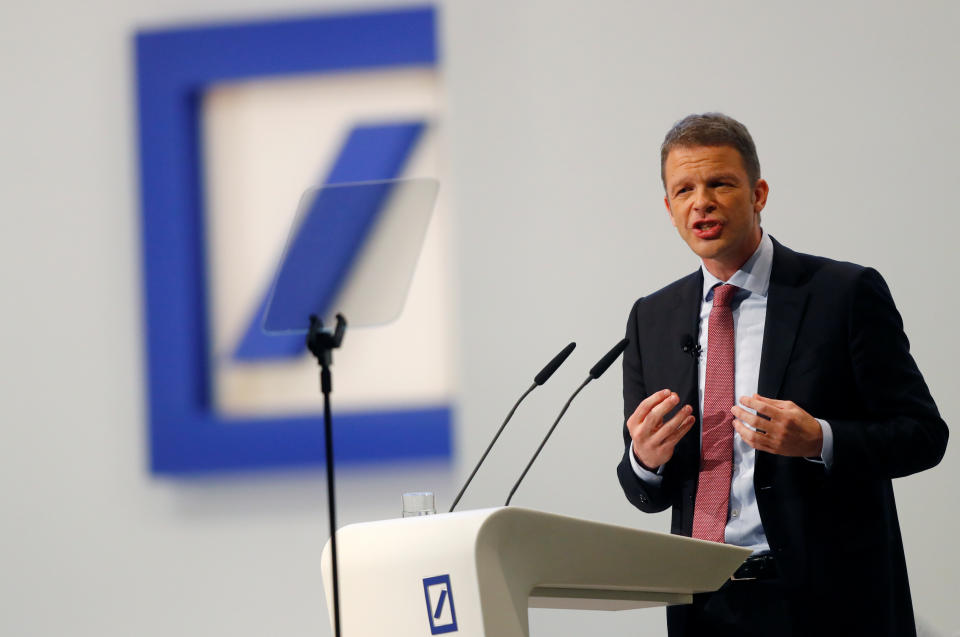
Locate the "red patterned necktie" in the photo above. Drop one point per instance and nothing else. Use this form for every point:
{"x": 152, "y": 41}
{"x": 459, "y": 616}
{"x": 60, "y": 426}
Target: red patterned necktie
{"x": 716, "y": 442}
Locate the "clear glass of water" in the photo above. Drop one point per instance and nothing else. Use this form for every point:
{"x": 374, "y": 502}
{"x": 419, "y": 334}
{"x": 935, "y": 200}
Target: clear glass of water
{"x": 418, "y": 503}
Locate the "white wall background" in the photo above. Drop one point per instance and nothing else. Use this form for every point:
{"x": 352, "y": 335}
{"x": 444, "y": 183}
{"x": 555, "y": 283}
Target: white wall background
{"x": 556, "y": 113}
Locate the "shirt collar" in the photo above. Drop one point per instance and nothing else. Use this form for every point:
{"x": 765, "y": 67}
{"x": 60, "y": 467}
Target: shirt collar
{"x": 754, "y": 275}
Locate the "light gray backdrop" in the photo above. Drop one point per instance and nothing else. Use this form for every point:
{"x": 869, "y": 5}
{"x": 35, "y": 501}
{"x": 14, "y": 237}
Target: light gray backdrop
{"x": 556, "y": 110}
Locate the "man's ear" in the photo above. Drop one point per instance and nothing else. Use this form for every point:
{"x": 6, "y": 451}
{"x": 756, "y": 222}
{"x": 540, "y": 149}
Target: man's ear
{"x": 760, "y": 191}
{"x": 666, "y": 204}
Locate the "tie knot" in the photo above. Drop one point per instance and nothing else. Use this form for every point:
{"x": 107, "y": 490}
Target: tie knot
{"x": 723, "y": 294}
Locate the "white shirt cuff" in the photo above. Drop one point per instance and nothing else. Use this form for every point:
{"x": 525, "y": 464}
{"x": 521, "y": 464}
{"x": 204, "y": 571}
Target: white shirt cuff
{"x": 826, "y": 451}
{"x": 651, "y": 478}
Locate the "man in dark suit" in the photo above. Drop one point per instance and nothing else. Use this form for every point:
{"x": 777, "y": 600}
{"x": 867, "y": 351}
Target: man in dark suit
{"x": 829, "y": 407}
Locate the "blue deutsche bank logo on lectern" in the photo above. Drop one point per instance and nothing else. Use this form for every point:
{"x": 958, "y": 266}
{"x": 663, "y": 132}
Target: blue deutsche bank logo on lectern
{"x": 440, "y": 610}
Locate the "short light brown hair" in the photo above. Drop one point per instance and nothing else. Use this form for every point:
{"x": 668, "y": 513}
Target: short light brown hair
{"x": 711, "y": 129}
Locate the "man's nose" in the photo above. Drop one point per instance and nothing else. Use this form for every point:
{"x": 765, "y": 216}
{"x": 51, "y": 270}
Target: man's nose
{"x": 703, "y": 200}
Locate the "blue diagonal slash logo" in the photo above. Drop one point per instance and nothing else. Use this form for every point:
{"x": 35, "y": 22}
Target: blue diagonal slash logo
{"x": 440, "y": 609}
{"x": 370, "y": 153}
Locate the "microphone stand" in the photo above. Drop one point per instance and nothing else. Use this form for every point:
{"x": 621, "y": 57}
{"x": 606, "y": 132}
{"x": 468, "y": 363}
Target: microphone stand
{"x": 321, "y": 344}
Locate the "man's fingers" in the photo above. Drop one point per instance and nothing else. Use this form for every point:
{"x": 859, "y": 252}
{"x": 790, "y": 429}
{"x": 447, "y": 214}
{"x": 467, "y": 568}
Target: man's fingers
{"x": 757, "y": 400}
{"x": 648, "y": 403}
{"x": 670, "y": 427}
{"x": 754, "y": 420}
{"x": 660, "y": 410}
{"x": 756, "y": 440}
{"x": 681, "y": 430}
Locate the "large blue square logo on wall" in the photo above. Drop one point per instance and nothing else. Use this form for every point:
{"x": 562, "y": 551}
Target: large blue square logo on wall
{"x": 236, "y": 121}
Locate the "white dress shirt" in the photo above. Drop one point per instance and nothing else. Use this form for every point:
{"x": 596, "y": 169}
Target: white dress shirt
{"x": 749, "y": 308}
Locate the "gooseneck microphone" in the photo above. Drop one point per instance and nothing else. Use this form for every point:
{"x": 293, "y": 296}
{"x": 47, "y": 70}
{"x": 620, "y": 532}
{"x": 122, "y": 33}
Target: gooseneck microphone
{"x": 595, "y": 372}
{"x": 538, "y": 380}
{"x": 691, "y": 347}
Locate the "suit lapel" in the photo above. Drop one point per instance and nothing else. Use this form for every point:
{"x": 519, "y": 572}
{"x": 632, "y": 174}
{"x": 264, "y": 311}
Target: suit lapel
{"x": 786, "y": 301}
{"x": 684, "y": 324}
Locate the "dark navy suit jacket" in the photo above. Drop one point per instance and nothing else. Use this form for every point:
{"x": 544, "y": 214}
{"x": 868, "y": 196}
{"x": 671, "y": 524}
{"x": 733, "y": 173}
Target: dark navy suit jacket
{"x": 834, "y": 344}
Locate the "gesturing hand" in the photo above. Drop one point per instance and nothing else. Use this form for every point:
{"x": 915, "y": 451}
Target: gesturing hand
{"x": 782, "y": 427}
{"x": 654, "y": 439}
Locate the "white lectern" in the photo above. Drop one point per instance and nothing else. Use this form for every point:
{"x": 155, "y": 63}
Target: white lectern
{"x": 475, "y": 573}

····················

▸ What you will do:
Return every line in the listing above that contains the word "fingers".

▸ Result of the exercise:
Locate the "man's fingers" in the photo above. Drop one point per instance and nothing else. Use this form for every point:
Target: man's fingers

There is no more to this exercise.